=== Исходный текст ===

Ты начинаешь все сначала. Уже почти все приготовлено. Где пленка? Но к тебе неожиданно подходят, и ты стремительно уничтожаешь все. И начинаешь опять все сначала. Передаешь работу в, увы, ненадежные руки: может быть, все-таки, повезет. Ненадежные руки отправляют написанное в КГБ, тебя отправляют в штрафной изолятор. В штрафном изоляторе ты возвращаешься к своим мыслям… Оказывается, ты поспешил. А поспешил потому, что понадеялся на оказию. Волновая функция F не равняется тому, что ты написал!
К Новому 1983 году они начали новую погоню. В рабочей камере мы и так работали на самой тяжелой работе, в три смены. Вдруг норму выработки увеличили ровно в два раза, чтобы уже наверняка было невозможно выполнить. Почему в два, а не в 1,8? или, скажем, в 2,3 раза? Эту задачу я предлагаю в виде упражнения читателю. «Систематическое большое невыполнение нормы», — разъяснял замполит, — есть злостное нарушение режима». Волноваться было бесполезно, и я не волновался, так по крайней мере мне казалось. Но это как раз нарушало их планы. И вот — из рабочей камеры вынесли все, на что можно было бы присесть. — «Орлов, вы не на курорте. Вы обязаны работать стоя все восемь часов шесть дней в неделю. Сядете на пол? Вы же знаете, это — нарушение». Я подумал. Какой смысл ходить на работы? Наказание — в любом случае. И я объявил забастовку. Священник Глеб Якунин, которого выводили в другую смену, тоже объявил забастовку. Политические бастовали в зонах уже несколько недель, требуя прекратить террор руками уголовников. Штрафные изоляторы были переполнены, но ребята держались. Мы с отцом Глебом были рады присоединиться к ним.
Итак, я был снова в режиме штрафного изолятора, вначале на две недели, потом снова, и еще, потому что отказывался от работы. Недели тянулись за неделями, начиналась весна 1983 года, до конца семилетнего срока оставалось меньше года, как-нибудь дотяну! Но меня уже захватила опасная привычка обдумывать в деталях свои побеги. Из будущей ссылки. Из лагеря, если добавят срок. Даже из штрафного изолятора. Эти сладкие, наркотические мечты скрашивали голодные, бессонные, с безостановочной головной болью, сутки. Я переоценил свои силы. Наконец, я сорвался.

===

- _Краткое задание_: Во сколько раз, согласно исходному тексту, увеличили норму выработки к Новому 1983 году?

=== Представленные сведения ===

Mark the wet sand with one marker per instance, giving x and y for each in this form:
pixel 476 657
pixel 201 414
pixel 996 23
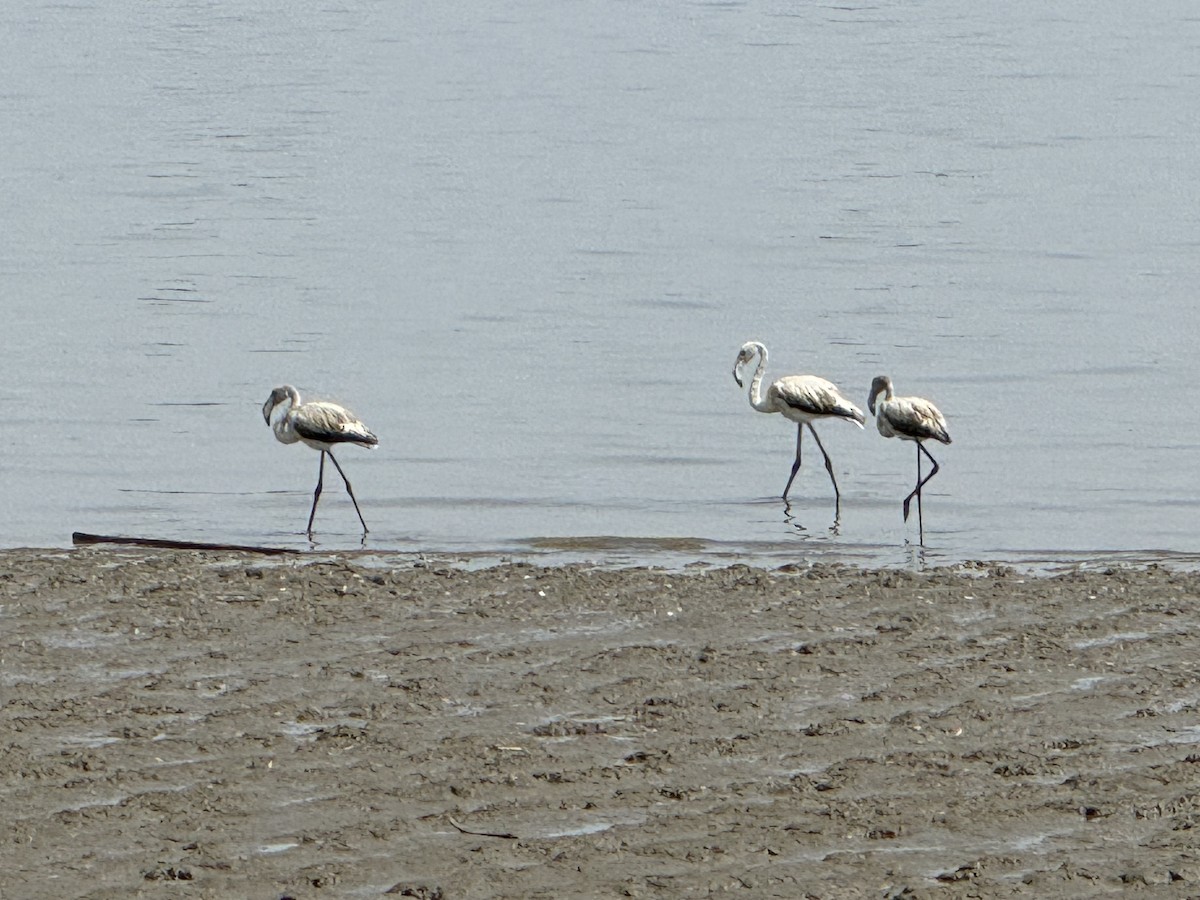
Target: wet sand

===

- _Образец решения_: Ровно в два раза.